Extracted records start
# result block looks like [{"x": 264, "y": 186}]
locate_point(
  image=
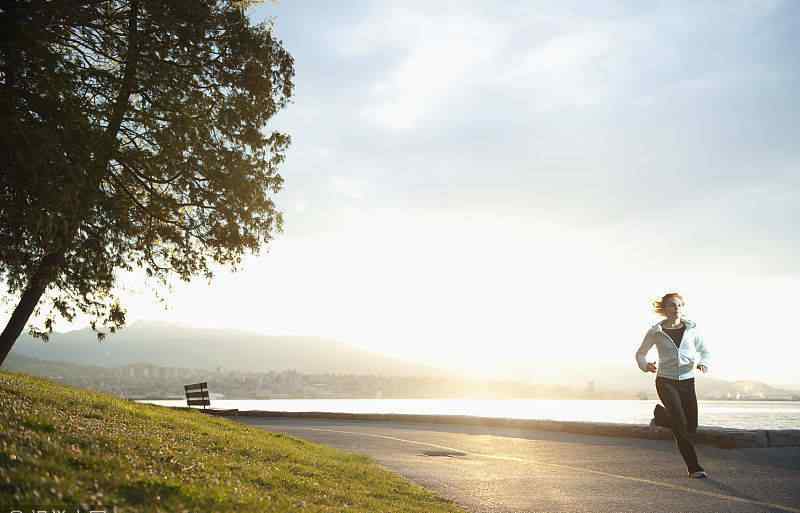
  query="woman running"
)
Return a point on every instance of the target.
[{"x": 680, "y": 350}]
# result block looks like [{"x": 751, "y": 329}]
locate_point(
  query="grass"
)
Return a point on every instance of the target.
[{"x": 65, "y": 447}]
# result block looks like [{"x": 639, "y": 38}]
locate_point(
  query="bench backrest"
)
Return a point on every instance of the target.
[{"x": 197, "y": 394}]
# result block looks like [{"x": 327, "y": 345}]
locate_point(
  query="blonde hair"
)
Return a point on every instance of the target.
[{"x": 658, "y": 304}]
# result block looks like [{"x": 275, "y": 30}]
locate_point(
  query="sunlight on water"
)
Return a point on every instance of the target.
[{"x": 734, "y": 414}]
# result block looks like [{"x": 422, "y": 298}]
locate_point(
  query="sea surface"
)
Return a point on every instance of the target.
[{"x": 733, "y": 414}]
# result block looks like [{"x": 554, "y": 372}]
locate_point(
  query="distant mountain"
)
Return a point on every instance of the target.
[{"x": 168, "y": 345}]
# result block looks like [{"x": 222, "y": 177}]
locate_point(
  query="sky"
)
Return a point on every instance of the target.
[{"x": 503, "y": 189}]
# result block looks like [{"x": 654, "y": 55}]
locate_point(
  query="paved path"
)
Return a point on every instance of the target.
[{"x": 506, "y": 470}]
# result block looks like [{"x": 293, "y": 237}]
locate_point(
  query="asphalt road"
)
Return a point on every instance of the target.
[{"x": 505, "y": 470}]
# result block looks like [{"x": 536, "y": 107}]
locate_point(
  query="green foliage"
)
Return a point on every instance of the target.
[
  {"x": 95, "y": 449},
  {"x": 134, "y": 137}
]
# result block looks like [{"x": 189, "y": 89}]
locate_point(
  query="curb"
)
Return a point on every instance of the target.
[{"x": 725, "y": 438}]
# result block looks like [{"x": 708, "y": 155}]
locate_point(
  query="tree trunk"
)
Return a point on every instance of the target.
[
  {"x": 52, "y": 262},
  {"x": 28, "y": 301}
]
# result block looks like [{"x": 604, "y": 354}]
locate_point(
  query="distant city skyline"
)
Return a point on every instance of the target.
[{"x": 505, "y": 188}]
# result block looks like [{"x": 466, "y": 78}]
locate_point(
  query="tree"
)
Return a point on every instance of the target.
[{"x": 133, "y": 137}]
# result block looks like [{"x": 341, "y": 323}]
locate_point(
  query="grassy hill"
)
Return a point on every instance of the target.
[{"x": 63, "y": 447}]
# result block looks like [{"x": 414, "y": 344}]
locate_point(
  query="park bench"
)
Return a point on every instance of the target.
[{"x": 197, "y": 395}]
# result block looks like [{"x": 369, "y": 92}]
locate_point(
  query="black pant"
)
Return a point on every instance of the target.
[{"x": 681, "y": 403}]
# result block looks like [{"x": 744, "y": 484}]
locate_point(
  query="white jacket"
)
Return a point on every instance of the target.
[{"x": 674, "y": 362}]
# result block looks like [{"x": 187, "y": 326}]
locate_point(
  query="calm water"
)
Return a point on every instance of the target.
[{"x": 735, "y": 414}]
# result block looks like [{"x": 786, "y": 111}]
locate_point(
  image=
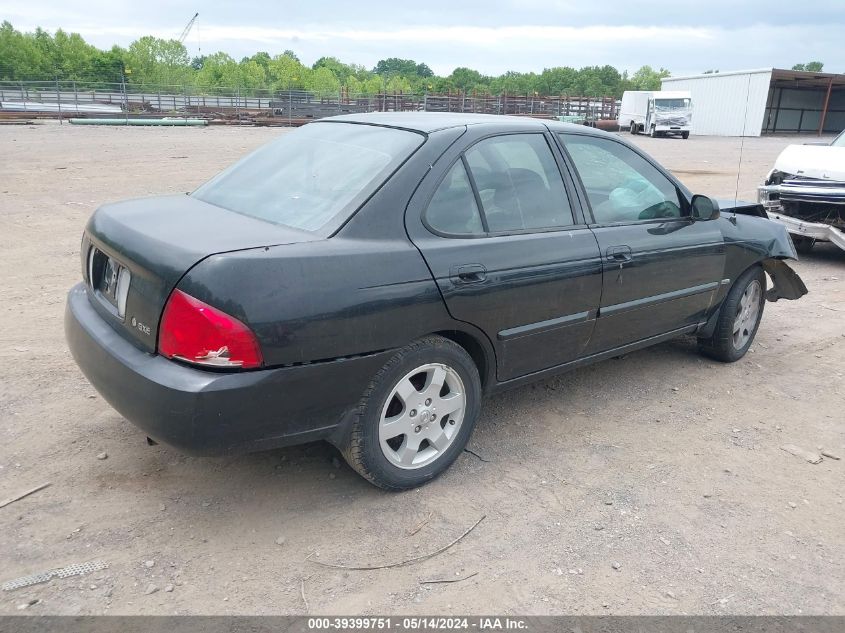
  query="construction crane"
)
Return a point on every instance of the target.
[{"x": 187, "y": 28}]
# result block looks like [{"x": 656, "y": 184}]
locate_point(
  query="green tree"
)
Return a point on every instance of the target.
[
  {"x": 464, "y": 79},
  {"x": 286, "y": 72},
  {"x": 646, "y": 78},
  {"x": 324, "y": 83},
  {"x": 153, "y": 60}
]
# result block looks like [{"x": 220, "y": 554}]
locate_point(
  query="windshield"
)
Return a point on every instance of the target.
[
  {"x": 315, "y": 176},
  {"x": 671, "y": 104}
]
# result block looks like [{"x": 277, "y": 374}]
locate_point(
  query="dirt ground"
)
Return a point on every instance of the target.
[{"x": 651, "y": 484}]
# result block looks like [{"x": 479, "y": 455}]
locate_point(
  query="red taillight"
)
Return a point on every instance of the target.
[{"x": 193, "y": 331}]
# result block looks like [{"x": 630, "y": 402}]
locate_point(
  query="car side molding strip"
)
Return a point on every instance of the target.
[
  {"x": 666, "y": 296},
  {"x": 543, "y": 326}
]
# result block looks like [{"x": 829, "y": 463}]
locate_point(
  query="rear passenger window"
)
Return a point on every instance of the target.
[
  {"x": 519, "y": 183},
  {"x": 453, "y": 209}
]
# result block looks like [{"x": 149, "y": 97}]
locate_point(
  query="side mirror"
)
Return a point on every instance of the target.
[{"x": 704, "y": 208}]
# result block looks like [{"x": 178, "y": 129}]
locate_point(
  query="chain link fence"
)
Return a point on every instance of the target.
[{"x": 292, "y": 107}]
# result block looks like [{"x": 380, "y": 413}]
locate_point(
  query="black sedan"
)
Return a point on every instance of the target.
[{"x": 367, "y": 279}]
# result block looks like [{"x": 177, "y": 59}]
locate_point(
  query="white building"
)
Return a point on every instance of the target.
[{"x": 764, "y": 101}]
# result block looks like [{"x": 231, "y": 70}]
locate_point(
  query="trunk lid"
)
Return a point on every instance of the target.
[{"x": 157, "y": 240}]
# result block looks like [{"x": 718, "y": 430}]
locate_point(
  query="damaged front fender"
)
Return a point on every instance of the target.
[{"x": 786, "y": 284}]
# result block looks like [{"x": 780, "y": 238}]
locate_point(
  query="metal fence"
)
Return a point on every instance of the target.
[{"x": 69, "y": 98}]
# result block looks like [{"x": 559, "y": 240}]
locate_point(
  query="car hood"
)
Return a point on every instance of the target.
[{"x": 813, "y": 161}]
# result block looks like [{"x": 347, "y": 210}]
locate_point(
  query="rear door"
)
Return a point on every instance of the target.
[
  {"x": 661, "y": 269},
  {"x": 509, "y": 249}
]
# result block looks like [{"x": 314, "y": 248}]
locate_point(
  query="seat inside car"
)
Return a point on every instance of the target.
[{"x": 521, "y": 201}]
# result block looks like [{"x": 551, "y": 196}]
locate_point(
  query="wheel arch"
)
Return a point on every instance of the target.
[
  {"x": 767, "y": 265},
  {"x": 479, "y": 349}
]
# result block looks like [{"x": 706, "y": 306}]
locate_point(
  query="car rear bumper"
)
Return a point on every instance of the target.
[{"x": 204, "y": 412}]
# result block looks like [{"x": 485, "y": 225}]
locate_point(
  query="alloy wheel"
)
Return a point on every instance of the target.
[
  {"x": 747, "y": 313},
  {"x": 422, "y": 416}
]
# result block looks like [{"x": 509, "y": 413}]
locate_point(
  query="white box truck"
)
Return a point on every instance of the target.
[{"x": 656, "y": 112}]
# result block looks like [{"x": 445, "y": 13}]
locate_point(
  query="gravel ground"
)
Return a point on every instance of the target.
[{"x": 650, "y": 484}]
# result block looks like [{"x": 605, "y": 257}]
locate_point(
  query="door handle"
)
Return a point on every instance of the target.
[
  {"x": 468, "y": 274},
  {"x": 619, "y": 254}
]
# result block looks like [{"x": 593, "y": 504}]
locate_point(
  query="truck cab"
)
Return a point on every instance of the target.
[{"x": 657, "y": 113}]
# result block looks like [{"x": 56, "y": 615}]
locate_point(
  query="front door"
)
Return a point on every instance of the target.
[
  {"x": 661, "y": 269},
  {"x": 509, "y": 251}
]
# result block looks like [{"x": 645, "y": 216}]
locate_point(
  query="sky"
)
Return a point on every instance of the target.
[{"x": 685, "y": 36}]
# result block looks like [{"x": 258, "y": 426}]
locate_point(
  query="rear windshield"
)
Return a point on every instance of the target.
[{"x": 312, "y": 178}]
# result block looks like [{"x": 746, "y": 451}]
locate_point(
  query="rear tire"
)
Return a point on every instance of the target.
[
  {"x": 803, "y": 244},
  {"x": 416, "y": 415},
  {"x": 739, "y": 318}
]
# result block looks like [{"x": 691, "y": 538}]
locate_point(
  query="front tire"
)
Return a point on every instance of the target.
[
  {"x": 416, "y": 416},
  {"x": 739, "y": 318}
]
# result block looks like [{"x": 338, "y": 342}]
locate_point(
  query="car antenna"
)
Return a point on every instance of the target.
[{"x": 741, "y": 147}]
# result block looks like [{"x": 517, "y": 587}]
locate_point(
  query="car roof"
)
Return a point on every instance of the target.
[{"x": 427, "y": 122}]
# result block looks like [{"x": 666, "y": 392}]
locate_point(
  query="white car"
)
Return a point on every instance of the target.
[{"x": 806, "y": 193}]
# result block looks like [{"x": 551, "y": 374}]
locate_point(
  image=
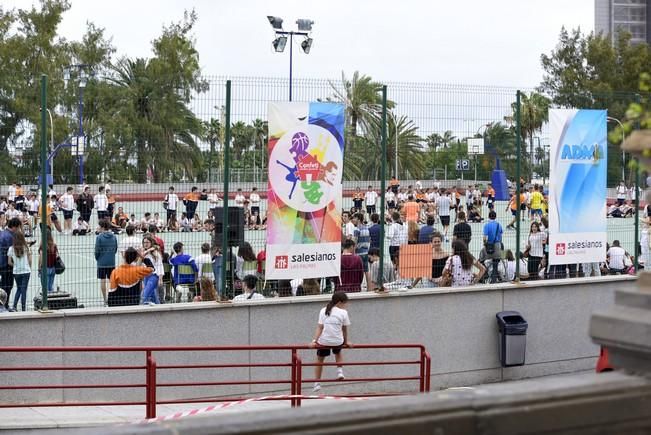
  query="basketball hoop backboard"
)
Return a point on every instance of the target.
[{"x": 475, "y": 146}]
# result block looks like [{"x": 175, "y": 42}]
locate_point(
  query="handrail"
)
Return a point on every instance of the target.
[{"x": 151, "y": 367}]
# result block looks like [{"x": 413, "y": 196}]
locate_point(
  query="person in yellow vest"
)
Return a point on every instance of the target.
[{"x": 513, "y": 206}]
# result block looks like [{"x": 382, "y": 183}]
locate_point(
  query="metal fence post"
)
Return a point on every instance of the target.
[
  {"x": 293, "y": 387},
  {"x": 518, "y": 143},
  {"x": 637, "y": 200},
  {"x": 150, "y": 389},
  {"x": 44, "y": 275},
  {"x": 383, "y": 186},
  {"x": 227, "y": 174}
]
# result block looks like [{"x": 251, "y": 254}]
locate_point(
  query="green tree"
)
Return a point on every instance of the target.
[
  {"x": 364, "y": 157},
  {"x": 534, "y": 112}
]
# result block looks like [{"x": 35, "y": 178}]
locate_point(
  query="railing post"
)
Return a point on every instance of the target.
[
  {"x": 293, "y": 381},
  {"x": 299, "y": 380},
  {"x": 428, "y": 371},
  {"x": 422, "y": 370},
  {"x": 150, "y": 381}
]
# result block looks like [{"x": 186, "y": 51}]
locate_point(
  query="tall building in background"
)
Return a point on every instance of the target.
[{"x": 633, "y": 16}]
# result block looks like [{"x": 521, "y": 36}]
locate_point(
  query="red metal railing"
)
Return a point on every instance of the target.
[{"x": 151, "y": 369}]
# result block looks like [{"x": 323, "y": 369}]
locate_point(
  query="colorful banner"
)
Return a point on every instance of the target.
[
  {"x": 306, "y": 146},
  {"x": 577, "y": 191}
]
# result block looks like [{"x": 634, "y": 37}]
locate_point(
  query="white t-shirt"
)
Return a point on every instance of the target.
[
  {"x": 101, "y": 202},
  {"x": 333, "y": 334},
  {"x": 11, "y": 193},
  {"x": 67, "y": 202},
  {"x": 245, "y": 297},
  {"x": 172, "y": 201},
  {"x": 370, "y": 197},
  {"x": 616, "y": 255},
  {"x": 21, "y": 264},
  {"x": 349, "y": 229},
  {"x": 12, "y": 213},
  {"x": 201, "y": 260},
  {"x": 129, "y": 242},
  {"x": 536, "y": 244},
  {"x": 213, "y": 200},
  {"x": 443, "y": 205},
  {"x": 80, "y": 226},
  {"x": 397, "y": 234}
]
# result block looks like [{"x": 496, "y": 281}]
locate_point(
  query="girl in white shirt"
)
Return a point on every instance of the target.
[
  {"x": 535, "y": 246},
  {"x": 332, "y": 334},
  {"x": 20, "y": 258}
]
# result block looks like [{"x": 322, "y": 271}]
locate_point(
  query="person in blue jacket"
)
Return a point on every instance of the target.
[{"x": 106, "y": 245}]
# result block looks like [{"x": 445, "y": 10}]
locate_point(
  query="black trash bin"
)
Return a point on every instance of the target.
[{"x": 512, "y": 338}]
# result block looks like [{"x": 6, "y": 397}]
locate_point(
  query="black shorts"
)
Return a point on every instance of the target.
[
  {"x": 326, "y": 351},
  {"x": 104, "y": 272}
]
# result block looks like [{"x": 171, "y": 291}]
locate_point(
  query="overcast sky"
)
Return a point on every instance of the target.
[{"x": 469, "y": 42}]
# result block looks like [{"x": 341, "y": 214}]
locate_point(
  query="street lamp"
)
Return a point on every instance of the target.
[
  {"x": 610, "y": 118},
  {"x": 280, "y": 41},
  {"x": 82, "y": 80}
]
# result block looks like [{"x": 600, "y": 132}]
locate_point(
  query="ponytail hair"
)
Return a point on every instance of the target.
[{"x": 336, "y": 298}]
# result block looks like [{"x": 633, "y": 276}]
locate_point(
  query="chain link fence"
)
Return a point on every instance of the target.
[{"x": 170, "y": 189}]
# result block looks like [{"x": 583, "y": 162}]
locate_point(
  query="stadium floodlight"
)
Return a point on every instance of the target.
[
  {"x": 304, "y": 25},
  {"x": 83, "y": 78},
  {"x": 276, "y": 22},
  {"x": 280, "y": 43},
  {"x": 306, "y": 45}
]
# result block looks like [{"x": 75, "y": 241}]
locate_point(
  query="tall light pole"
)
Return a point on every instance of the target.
[
  {"x": 82, "y": 80},
  {"x": 304, "y": 29},
  {"x": 610, "y": 118}
]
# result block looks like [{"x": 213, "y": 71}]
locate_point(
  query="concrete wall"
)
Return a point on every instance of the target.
[{"x": 457, "y": 326}]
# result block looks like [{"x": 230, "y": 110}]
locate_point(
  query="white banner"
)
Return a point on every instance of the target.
[
  {"x": 306, "y": 145},
  {"x": 577, "y": 190}
]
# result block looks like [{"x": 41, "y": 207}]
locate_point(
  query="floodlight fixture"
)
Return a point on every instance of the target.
[
  {"x": 276, "y": 22},
  {"x": 306, "y": 45},
  {"x": 304, "y": 24},
  {"x": 280, "y": 43}
]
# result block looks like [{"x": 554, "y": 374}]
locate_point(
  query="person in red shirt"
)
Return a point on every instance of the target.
[
  {"x": 352, "y": 270},
  {"x": 412, "y": 209}
]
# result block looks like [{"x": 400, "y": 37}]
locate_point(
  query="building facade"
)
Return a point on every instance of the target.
[{"x": 634, "y": 16}]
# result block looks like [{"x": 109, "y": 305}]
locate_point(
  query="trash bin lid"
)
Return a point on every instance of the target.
[{"x": 511, "y": 322}]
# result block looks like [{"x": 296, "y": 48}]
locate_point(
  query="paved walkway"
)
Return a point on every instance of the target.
[{"x": 15, "y": 419}]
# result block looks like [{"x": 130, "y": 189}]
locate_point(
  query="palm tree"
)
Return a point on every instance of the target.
[
  {"x": 260, "y": 138},
  {"x": 363, "y": 100},
  {"x": 154, "y": 124},
  {"x": 213, "y": 131},
  {"x": 364, "y": 158},
  {"x": 534, "y": 112}
]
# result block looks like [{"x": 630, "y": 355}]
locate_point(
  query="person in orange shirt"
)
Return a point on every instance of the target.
[
  {"x": 513, "y": 206},
  {"x": 411, "y": 209},
  {"x": 490, "y": 197},
  {"x": 191, "y": 201},
  {"x": 358, "y": 199},
  {"x": 125, "y": 280},
  {"x": 111, "y": 202},
  {"x": 394, "y": 184}
]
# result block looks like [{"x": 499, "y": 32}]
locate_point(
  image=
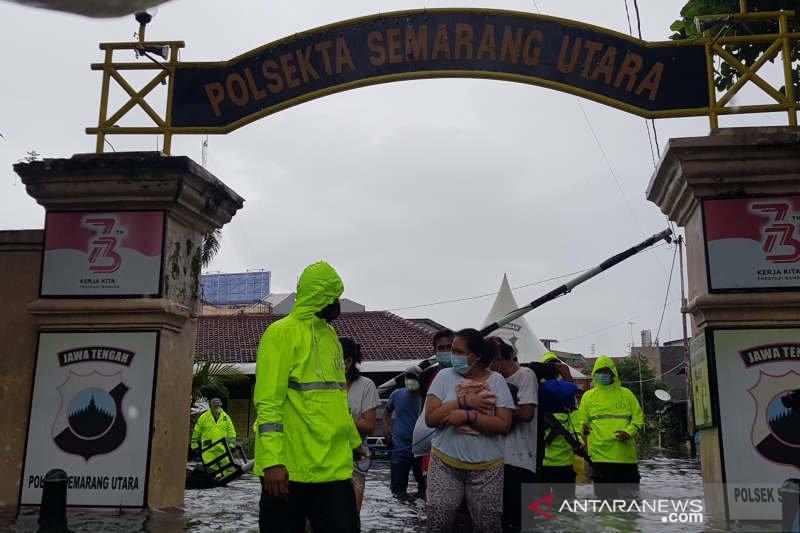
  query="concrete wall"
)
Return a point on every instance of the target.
[{"x": 20, "y": 266}]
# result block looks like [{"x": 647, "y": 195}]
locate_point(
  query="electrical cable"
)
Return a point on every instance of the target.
[
  {"x": 658, "y": 376},
  {"x": 628, "y": 16},
  {"x": 666, "y": 296},
  {"x": 615, "y": 324},
  {"x": 517, "y": 287},
  {"x": 653, "y": 121}
]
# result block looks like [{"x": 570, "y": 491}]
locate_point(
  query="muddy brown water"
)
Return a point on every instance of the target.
[{"x": 235, "y": 508}]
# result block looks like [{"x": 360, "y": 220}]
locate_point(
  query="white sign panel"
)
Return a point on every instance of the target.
[
  {"x": 758, "y": 370},
  {"x": 90, "y": 416},
  {"x": 103, "y": 254},
  {"x": 753, "y": 243}
]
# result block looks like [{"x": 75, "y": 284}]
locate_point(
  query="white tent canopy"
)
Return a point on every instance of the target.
[{"x": 518, "y": 333}]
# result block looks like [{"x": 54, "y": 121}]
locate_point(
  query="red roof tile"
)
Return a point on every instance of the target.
[{"x": 382, "y": 335}]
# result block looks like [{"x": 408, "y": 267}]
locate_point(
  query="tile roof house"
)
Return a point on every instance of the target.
[{"x": 383, "y": 336}]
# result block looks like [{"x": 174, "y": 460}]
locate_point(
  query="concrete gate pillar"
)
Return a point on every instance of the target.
[
  {"x": 193, "y": 202},
  {"x": 735, "y": 193}
]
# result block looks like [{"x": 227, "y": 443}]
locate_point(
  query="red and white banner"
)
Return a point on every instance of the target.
[
  {"x": 753, "y": 243},
  {"x": 103, "y": 254}
]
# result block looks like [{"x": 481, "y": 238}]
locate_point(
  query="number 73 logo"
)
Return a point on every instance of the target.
[
  {"x": 779, "y": 236},
  {"x": 108, "y": 234}
]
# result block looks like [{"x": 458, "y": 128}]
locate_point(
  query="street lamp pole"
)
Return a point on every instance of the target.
[{"x": 686, "y": 362}]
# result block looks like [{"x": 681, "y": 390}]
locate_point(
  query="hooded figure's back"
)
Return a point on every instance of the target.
[{"x": 303, "y": 421}]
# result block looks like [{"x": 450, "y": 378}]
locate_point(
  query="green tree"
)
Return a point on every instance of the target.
[
  {"x": 212, "y": 379},
  {"x": 211, "y": 245},
  {"x": 725, "y": 76},
  {"x": 629, "y": 374}
]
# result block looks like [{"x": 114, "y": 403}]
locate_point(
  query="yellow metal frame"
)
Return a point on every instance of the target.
[{"x": 714, "y": 46}]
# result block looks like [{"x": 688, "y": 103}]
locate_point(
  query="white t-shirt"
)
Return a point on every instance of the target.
[
  {"x": 362, "y": 396},
  {"x": 521, "y": 440}
]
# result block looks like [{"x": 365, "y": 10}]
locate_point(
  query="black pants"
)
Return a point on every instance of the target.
[
  {"x": 401, "y": 463},
  {"x": 615, "y": 480},
  {"x": 513, "y": 478},
  {"x": 560, "y": 479},
  {"x": 330, "y": 508}
]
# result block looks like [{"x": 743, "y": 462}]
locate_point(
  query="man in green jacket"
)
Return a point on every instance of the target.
[
  {"x": 557, "y": 471},
  {"x": 305, "y": 436},
  {"x": 213, "y": 425},
  {"x": 613, "y": 417}
]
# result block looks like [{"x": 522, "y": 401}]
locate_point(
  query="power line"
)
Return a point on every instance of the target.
[
  {"x": 666, "y": 296},
  {"x": 610, "y": 168},
  {"x": 639, "y": 31},
  {"x": 610, "y": 326},
  {"x": 486, "y": 295},
  {"x": 679, "y": 365}
]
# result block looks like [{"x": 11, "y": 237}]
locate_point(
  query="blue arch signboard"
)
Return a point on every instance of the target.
[{"x": 648, "y": 79}]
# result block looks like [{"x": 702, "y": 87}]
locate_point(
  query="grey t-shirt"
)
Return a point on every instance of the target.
[
  {"x": 468, "y": 448},
  {"x": 362, "y": 396}
]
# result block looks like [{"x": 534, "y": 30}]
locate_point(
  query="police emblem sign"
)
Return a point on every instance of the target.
[
  {"x": 90, "y": 416},
  {"x": 758, "y": 377}
]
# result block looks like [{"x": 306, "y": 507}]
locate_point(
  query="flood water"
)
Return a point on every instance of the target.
[{"x": 235, "y": 508}]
Extracted records end
**Problem to solve**
Please gather every line from the entries above that contains the word "floodlight", and list each one on its own line.

**Answer to the problem**
  query="stadium floodlight"
  query="floodlight fixture"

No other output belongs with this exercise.